## Exercise input
▽
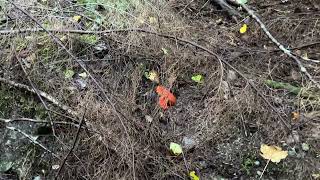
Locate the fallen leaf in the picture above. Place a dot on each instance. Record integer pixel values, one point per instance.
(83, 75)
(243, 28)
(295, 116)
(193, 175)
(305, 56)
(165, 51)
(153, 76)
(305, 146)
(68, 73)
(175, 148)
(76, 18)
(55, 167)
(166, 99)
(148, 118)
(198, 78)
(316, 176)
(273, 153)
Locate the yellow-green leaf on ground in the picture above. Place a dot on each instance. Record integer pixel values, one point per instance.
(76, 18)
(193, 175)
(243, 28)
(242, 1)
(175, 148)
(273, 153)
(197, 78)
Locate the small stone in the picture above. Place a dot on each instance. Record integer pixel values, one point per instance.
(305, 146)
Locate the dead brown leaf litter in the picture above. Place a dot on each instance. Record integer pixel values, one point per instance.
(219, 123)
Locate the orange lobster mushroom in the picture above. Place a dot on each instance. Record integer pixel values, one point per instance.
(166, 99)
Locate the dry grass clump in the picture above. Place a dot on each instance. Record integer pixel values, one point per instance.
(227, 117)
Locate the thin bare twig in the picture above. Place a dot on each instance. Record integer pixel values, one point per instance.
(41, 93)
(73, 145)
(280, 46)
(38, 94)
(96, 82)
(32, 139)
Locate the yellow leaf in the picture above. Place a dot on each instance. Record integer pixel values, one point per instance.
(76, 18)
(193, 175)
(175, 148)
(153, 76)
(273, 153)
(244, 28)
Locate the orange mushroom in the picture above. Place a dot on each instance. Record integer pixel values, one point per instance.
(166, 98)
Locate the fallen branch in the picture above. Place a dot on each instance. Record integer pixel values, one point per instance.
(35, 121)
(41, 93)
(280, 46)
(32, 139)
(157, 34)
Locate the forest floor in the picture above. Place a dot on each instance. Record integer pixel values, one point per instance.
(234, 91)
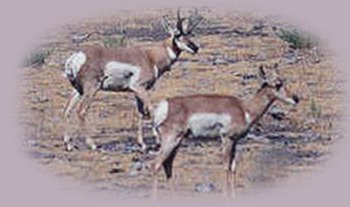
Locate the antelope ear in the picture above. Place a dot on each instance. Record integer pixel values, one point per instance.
△
▽
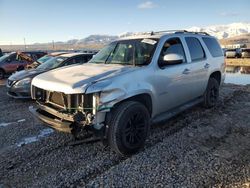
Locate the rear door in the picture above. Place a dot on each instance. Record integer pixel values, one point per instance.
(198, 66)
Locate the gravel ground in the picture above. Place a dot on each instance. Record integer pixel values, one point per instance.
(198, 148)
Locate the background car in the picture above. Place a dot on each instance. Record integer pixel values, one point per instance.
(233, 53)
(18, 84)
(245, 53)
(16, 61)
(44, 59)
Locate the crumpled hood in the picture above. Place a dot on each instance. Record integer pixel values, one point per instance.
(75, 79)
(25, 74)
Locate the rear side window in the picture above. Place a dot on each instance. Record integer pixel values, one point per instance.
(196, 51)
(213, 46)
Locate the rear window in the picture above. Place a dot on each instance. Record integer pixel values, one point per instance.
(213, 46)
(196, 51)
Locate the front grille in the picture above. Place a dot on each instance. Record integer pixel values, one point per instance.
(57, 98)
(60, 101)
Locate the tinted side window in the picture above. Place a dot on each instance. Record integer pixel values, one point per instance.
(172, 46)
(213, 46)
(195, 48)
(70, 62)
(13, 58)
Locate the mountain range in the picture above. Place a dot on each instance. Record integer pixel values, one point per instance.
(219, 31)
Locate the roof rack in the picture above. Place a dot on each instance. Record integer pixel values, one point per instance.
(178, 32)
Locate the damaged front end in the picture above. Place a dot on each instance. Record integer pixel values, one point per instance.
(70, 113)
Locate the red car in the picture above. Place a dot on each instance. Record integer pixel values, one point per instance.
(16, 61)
△
## Aim of the exercise
The lines to set down run from the line with "Locate the yellow leaf" up to and including the line with "Locate the antelope" in the entries above. Reproduce them exactly, with no pictures.

## Output
Locate the yellow leaf in the picture above. Place a dot on each instance. Record integer pixel values, one point per instance.
(76, 18)
(193, 175)
(175, 148)
(153, 76)
(273, 153)
(244, 28)
Locate the orange mushroom in the picture above. Place a dot on each instance. Record integer pixel values, one point per instance.
(166, 98)
Locate the fallen branch in the picture above. Place a dot on each instance. Record integer pixel values, one point per instance.
(35, 121)
(41, 93)
(280, 46)
(32, 139)
(157, 34)
Locate the forest floor in the picture above. Place a dot on each instance. Record integer pixel values, one point per instance.
(234, 91)
Locate the antelope ear in the picture above. Place a dot on each instance. Record integer pixel values, one point per instance.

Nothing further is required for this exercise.